• **Your goal**
Would you repeat the listing below verbatim and drop the images?

Records for this task Block Start

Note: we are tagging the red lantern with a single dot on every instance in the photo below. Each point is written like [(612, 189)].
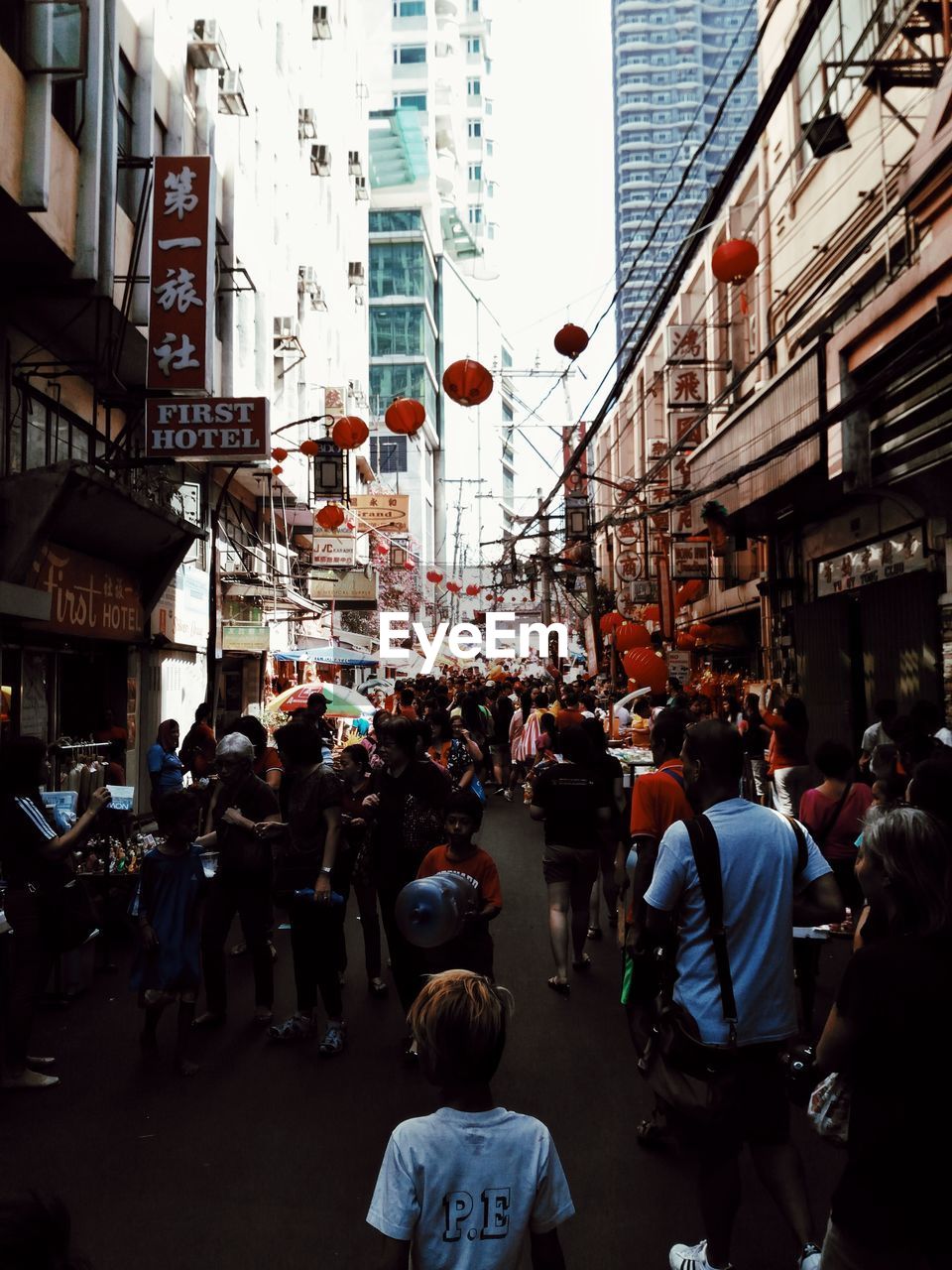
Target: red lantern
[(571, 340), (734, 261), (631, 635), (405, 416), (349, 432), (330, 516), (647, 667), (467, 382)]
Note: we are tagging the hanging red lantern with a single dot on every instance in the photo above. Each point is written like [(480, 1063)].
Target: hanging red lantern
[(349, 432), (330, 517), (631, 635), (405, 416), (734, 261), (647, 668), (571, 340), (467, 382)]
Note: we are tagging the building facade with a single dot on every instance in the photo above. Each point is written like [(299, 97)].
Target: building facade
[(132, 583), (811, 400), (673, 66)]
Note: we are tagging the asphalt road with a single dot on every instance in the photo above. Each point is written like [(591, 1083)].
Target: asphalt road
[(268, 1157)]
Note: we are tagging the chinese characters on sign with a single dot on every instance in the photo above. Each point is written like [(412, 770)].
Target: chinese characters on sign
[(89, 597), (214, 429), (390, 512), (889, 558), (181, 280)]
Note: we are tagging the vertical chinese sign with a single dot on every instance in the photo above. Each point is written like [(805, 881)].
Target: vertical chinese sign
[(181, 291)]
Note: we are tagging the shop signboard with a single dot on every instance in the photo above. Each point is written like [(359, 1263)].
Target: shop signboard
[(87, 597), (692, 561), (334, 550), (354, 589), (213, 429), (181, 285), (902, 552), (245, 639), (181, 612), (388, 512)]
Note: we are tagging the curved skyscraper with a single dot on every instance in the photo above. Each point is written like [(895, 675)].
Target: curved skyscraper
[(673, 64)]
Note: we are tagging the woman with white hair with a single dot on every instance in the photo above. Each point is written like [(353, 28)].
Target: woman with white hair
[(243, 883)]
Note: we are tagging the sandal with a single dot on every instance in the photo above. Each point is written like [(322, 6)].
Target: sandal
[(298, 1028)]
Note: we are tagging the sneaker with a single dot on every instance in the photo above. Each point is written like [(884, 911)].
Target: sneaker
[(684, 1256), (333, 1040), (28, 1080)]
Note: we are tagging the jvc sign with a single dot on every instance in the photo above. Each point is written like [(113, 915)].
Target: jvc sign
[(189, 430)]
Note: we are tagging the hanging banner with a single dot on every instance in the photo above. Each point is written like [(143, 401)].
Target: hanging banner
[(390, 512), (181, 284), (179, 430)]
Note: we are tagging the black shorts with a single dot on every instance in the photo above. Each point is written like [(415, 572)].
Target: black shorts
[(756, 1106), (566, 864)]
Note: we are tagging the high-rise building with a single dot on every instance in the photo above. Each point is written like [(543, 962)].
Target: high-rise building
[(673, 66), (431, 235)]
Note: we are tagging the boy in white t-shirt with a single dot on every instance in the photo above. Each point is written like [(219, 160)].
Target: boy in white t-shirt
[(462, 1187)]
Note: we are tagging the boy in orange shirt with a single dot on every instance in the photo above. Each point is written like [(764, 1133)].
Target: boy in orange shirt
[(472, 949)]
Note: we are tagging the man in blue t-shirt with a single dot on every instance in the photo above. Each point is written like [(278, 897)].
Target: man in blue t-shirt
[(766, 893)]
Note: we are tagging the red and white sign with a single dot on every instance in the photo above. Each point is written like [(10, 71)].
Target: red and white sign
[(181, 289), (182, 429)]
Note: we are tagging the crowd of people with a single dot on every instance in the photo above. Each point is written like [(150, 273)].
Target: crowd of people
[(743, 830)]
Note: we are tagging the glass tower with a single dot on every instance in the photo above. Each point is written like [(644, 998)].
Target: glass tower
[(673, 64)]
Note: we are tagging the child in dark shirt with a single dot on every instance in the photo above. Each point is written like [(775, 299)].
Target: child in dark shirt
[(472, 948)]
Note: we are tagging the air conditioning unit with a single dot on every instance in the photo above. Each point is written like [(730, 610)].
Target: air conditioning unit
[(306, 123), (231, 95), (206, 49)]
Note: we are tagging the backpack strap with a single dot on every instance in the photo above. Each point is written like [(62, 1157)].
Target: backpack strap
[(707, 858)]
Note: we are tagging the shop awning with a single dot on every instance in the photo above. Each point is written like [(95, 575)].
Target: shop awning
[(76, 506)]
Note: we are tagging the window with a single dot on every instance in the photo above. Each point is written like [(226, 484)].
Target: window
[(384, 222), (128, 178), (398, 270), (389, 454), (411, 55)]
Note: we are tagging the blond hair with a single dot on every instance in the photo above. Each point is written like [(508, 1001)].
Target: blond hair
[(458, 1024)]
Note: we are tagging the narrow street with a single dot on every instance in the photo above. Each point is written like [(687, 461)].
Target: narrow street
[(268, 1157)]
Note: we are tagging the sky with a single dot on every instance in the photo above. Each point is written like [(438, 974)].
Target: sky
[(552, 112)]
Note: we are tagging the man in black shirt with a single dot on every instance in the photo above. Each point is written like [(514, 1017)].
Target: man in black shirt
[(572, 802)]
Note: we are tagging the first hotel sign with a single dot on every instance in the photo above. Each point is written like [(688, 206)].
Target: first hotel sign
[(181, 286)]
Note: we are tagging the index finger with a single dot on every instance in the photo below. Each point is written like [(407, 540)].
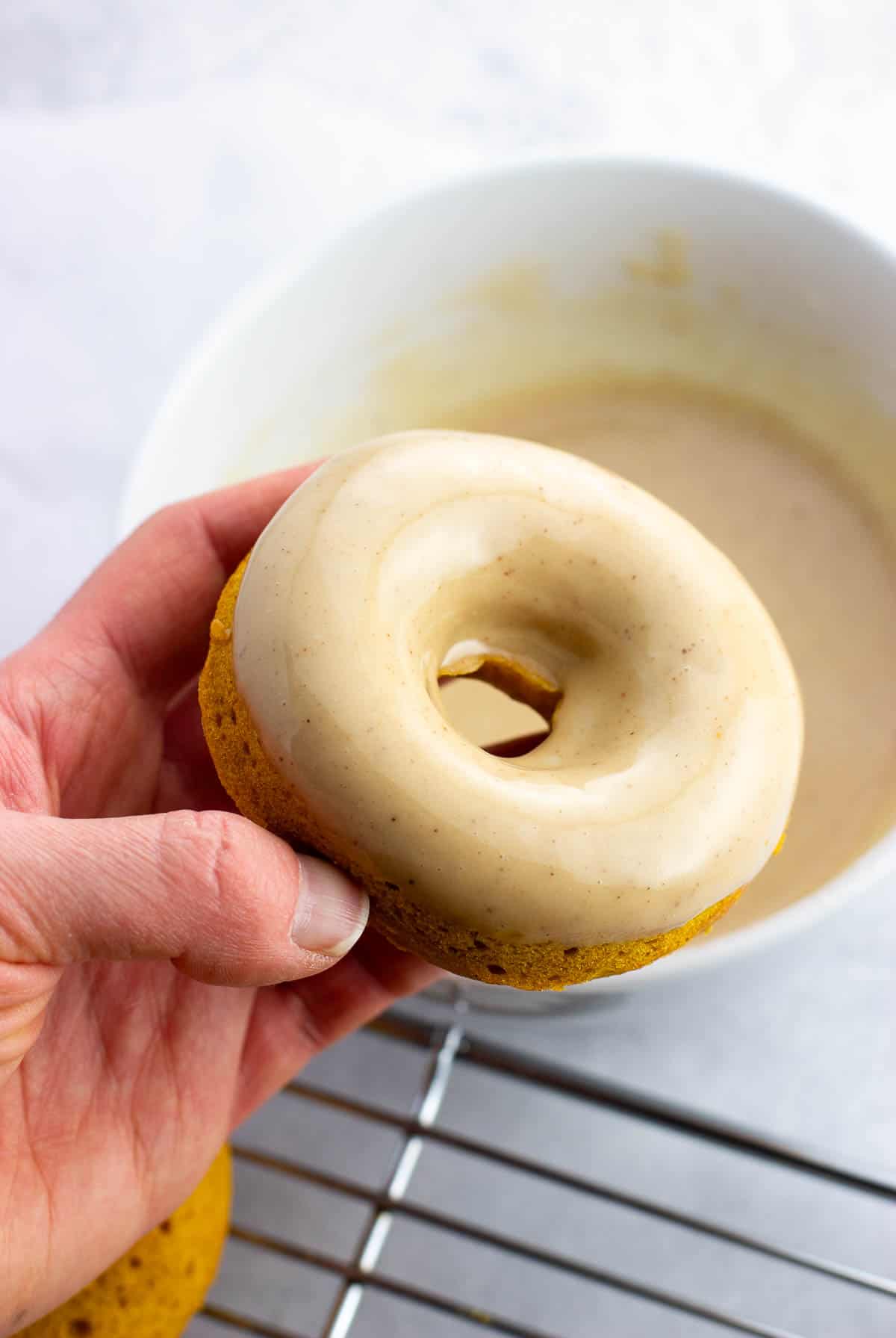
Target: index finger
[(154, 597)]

Records for this task Block End

• **Answer box**
Note: we are tagging the red lantern with a single dot on every instance in the photo below. Each point is written like [(612, 189)].
Target: red lantern
[(571, 340), (734, 261), (631, 635), (405, 416), (349, 432), (330, 516), (647, 667), (467, 382)]
Note: we are tagging the hanging red lantern with a single dot on every instance in the photo above. Each point is written like [(480, 1063)].
Target: hanging red lantern
[(349, 432), (330, 517), (631, 635), (405, 416), (734, 261), (647, 668), (571, 340), (467, 382)]
Note: we are tagging the building facade with a single dot on every instance in the photo above. Each point is written like [(299, 97)].
Target: building facade
[(132, 583), (811, 400), (673, 66)]
Note: we are tagging the asphalt road with a single dot on every instance in the photo above. Each point is written like [(591, 1083)].
Target: asphalt road
[(268, 1157)]
Note: we are tagging the chinese characters on sign with a single dot on every instance in the photo above. Each point is written like [(412, 770)].
Target: chinese characters on sign
[(89, 597), (214, 429), (390, 512), (889, 558), (181, 280)]
Note: we are tagging the vertical chinese sign with a single dot on every instance in the photo above. Each point is written like [(805, 881)].
Target: vertical chinese sign
[(181, 291)]
Note: we are tagging the shop signboard with a single dot on every instance in the photo above. Each point is written like [(359, 1263)].
Target: shop signboard
[(87, 597), (692, 561), (334, 550), (354, 589), (213, 429), (181, 285), (902, 552), (245, 639), (181, 612), (388, 512)]
Note: we are tagging the curved skyscraper with a single dot on every instance in the photo above. Each point is written like [(895, 675)].
Target: curved skyscraper
[(673, 64)]
Note: we are tagging the woman with white hair with a single dot on every instance in the photo above. Each point is written like [(353, 28)].
Target: woman with white hair
[(243, 883)]
Note: we are tagging the sandal with a single dot on every instance in the photo above. Each point is written like [(322, 6)].
Target: sandal
[(298, 1028)]
Note: we are tagging the sneaker with a single dot on every instance in the photo above. Each point is written like [(884, 911)].
Target: sneaker
[(684, 1256), (333, 1040), (28, 1080)]
Note: we are tagging the jvc sign with a single dot on every instance in the photo above. Each point is written like [(113, 915)].
Target: jvc sign
[(189, 430)]
Note: we are tagging the hanging banner with a single dot on every instance in the photo above. Each point is written like [(143, 401)].
Target: hanging banner
[(390, 512), (181, 284), (179, 430)]
Note: we are tagging the black shorts with a single dot on every instance in the photo above. Each point is written like [(415, 572)].
Target: black shorts
[(756, 1106), (566, 864)]
Note: we are tagging the high-rise building with a single dot on every instance in the photo above. Each point is written like [(543, 962)].
Target: high-rise building
[(673, 66), (431, 235)]
Note: we are tagging the boy in white t-shirt with a single dot on every instance in the photo above. Each point is written like [(219, 160)].
Target: boy in white t-shirt
[(462, 1187)]
Note: we are tagging the boy in orange shirt with a single dot on every instance in the photo above. Each point is written like [(764, 1133)].
Target: boy in orange shirt
[(472, 949)]
Note: we are tagging the man in blue t-shirt with a single dot on every instance in the photo above. Each point is written like [(278, 897)].
Target: man in blue t-shirt
[(766, 893)]
Note: we are tagging the red and white sign with a single dot on every instance in the photo above. Each point is written like [(10, 71)].
Target: red and white sign
[(181, 289), (182, 429)]
Note: we are tagging the crowd of people with a single dot on every instance in the photo above. Each point is written like [(150, 273)].
Target: crowd of people
[(743, 830)]
Note: we are tagging the glass tower with a single dot on every instance in the photo above. Each point is written like [(644, 998)].
Target: glass tower
[(673, 64)]
Note: we are tagging the child in dark shirt with a single dot on every instance in the photo above. Each point is written like [(775, 299)].
Target: child in dark shirt
[(472, 948)]
Note: we are tagging the air conditioning unit with a single dot on every instance in the photo above. Each point is written like [(730, 610)].
Target: air conditioning unit
[(306, 123), (231, 95), (206, 49)]
Note: we are tagging the backpack strap with a single dot on every instance in the photo above. Each point is written like [(62, 1157)].
Target: backpack strap
[(707, 858)]
Note: we are tagging the shop awning with a single dot on every instance in the photo above. Each point is written like [(95, 575)].
Target: shop awning
[(76, 506)]
Note: we are tagging the window with a single dot on every instance in the photo above. Each point is written like [(226, 484)].
Target: window
[(384, 222), (128, 178), (398, 270), (389, 454), (411, 55)]
Note: we are tagging the blond hair with a single dot on every instance in the photo above. Each point is written like [(508, 1001)].
Target: blond hair
[(458, 1024)]
Note: we are tagging the narrow street with a single dot on every instance in the photo above. Each point is written like [(687, 461)].
Target: narrow street
[(268, 1157)]
Note: we are tagging the sky with a single dot on every instance in the photo above. Each point is written like [(438, 974)].
Target: sky
[(552, 112)]
Note: we are tagging the man in black shirt with a single dot on every instance in the photo above. Each point is written like [(514, 1017)].
Target: man in black shirt
[(572, 802)]
Note: we are tagging the first hotel sign with a single dot on every instance in the photo above. Each point is written like [(688, 206)].
Target: first hotel sign
[(181, 286)]
Note: we are tagging the index finger with a single dot on every instance in the photo below. Each point is written like [(407, 540)].
Target: index finger
[(154, 597)]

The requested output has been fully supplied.